### Excerpt to read
The Flexsurv Package

Here's some code that uses the flexsurv package to fit an exponential curve to a Kaplan Meier curve. The fit_best_survival_curve function allows various distributions in addition to the exponential distribution to be fitted; the best fitting distribution is selected via the AIC statistic.

require("flexsurv")
require("survival")

fit_best_survival_curve = function(days, event, silent=FALSE,
                                   dists_to_try = c("exp", "weibull", "gamma", "lnorm", "gompertz", "llogis", "gengamma", "gengamma.orig", "genf", "genf.orig")){
   #
   # Fits survival curves based on different distributions to the supplied data.
   # Returns the best fit (by AIC) as an flexsurvreg object, or NULL if nothing fitted.
   #

   logmsg = function(..., silent=FALSE){if (!silent) cat(paste0(..., "\n"))}

   if (length(days) != length(event)) stop("The days and event vectors must be of equal length.")

   best_fit = NULL
   for (dist in dists_to_try){
      fit = NULL
      options(warn=-1) # Turn off warnings.
      try({fit = flexsurvreg(Surv(days, event) ~ 1, data=data.frame(days, event), dist=dist)}, silent=TRUE)
      options(warn=0) # Turn on warnings (the default).
      if (is.null(fit)) logmsg("Distribution ", dist, " could not be fitted.", silent=silent)
      else{
         logmsg("Distribution ", dist, " was fitted with AIC=", fit$AIC, silent=silent)
         if (is.null(best_fit) || fit$AIC < best_fit$AIC) best_fit = fit
      }
   }

   if (is.null(best_fit)) logmsg("No distributions fitted.", silent=silent)
   else logmsg("Best distribution was ", best_fit$dlist$name, " with AIC=", best_fit$AIC, silent=silent)
######
### Data excerpts
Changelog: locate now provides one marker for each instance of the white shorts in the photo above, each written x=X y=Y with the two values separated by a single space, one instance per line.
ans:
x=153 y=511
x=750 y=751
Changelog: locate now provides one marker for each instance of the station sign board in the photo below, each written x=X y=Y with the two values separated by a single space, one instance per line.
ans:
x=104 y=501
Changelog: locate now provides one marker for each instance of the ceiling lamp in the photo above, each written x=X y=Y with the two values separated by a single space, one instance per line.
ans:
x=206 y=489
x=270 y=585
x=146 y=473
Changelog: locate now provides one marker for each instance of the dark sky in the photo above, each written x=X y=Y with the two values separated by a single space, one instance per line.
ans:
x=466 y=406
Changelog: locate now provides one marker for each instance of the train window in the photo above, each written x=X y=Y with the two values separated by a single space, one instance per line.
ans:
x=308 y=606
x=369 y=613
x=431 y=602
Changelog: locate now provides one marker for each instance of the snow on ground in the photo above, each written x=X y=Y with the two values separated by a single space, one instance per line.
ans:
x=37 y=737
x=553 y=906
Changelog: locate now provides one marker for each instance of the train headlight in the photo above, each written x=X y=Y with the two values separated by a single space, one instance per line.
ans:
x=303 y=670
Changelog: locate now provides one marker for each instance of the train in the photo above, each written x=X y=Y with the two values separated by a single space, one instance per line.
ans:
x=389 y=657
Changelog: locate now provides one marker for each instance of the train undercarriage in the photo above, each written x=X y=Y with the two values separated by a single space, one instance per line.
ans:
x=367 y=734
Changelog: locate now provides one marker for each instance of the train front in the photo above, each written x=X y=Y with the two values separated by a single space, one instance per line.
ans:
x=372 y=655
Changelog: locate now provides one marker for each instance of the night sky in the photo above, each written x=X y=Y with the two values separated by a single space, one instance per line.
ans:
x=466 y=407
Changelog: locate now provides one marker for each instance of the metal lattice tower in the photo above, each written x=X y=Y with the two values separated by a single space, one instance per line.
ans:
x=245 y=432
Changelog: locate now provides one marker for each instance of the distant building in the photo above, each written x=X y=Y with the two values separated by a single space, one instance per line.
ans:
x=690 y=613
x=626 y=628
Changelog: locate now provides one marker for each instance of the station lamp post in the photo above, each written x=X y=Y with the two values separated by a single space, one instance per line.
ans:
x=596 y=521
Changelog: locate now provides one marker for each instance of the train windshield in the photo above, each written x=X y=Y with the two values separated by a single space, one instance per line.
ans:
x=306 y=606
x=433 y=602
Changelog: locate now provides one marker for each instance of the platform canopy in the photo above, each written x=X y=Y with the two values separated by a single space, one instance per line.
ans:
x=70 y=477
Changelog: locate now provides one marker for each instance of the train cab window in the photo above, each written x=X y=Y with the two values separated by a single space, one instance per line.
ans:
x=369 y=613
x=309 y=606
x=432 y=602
######
▸ **Short problem A**
Answer these questions about the flexsurv excerpt:
(i) Which statistic is used to select the best fitting distribution?
(ii) What does the function return if no distribution could be fitted?
(iii) What message is given when the days and event vectors differ in length?
▸ **Short problem B**
Reproduce the flexsurv excerpt from the words "# Returns the" through "Turn off warnings.", switching every "best_fit" to "top_fit".

▸ **Task answer A**
(i) The AIC statistic.
(ii) NULL.
(iii) "The days and event vectors must be of equal length."

▸ **Task answer B**
# Returns the best fit (by AIC) as an flexsurvreg object, or NULL if nothing fitted.
   #

   logmsg = function(..., silent=FALSE){if (!silent) cat(paste0(..., "\n"))}

   if (length(days) != length(event)) stop("The days and event vectors must be of equal length.")

   top_fit = NULL
   for (dist in dists_to_try){
      fit = NULL
      options(warn=-1) # Turn off warnings.